§ **What you should do**
List all lines of the data containing the word "person".
*** Study material Section Begins ***
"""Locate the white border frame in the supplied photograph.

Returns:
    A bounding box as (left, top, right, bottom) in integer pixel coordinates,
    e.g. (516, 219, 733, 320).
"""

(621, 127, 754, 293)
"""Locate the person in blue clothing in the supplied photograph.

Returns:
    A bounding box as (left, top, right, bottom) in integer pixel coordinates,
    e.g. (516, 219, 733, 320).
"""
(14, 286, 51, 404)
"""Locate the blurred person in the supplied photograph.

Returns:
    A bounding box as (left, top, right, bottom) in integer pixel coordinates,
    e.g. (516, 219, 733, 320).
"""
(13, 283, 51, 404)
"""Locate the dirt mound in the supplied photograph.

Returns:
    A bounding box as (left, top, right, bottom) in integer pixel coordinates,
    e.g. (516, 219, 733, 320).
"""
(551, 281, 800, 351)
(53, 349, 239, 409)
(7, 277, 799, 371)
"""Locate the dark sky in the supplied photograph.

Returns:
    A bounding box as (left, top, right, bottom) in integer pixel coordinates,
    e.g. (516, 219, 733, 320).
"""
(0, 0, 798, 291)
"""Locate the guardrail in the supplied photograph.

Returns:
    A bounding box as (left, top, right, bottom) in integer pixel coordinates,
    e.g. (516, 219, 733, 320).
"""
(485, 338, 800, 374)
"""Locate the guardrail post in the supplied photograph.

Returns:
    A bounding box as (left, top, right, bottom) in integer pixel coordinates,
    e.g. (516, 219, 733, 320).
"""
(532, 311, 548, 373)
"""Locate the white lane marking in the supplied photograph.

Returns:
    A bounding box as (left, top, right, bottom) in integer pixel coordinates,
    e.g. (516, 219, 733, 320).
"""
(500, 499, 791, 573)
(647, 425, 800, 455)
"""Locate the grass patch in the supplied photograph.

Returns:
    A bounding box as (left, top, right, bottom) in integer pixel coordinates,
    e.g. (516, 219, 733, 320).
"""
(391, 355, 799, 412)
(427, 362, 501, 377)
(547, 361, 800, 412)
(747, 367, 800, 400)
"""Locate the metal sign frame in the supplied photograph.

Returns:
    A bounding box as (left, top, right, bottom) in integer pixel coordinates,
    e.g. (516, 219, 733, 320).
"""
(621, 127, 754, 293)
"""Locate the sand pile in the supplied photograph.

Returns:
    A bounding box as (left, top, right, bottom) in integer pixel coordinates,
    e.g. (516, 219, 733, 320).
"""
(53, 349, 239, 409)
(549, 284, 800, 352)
*** Study material Section Ends ***
§ **Finished task**
"""Locate the person in blue clothing in the supplied photograph.
"""Locate the blurred person in the supplied photograph.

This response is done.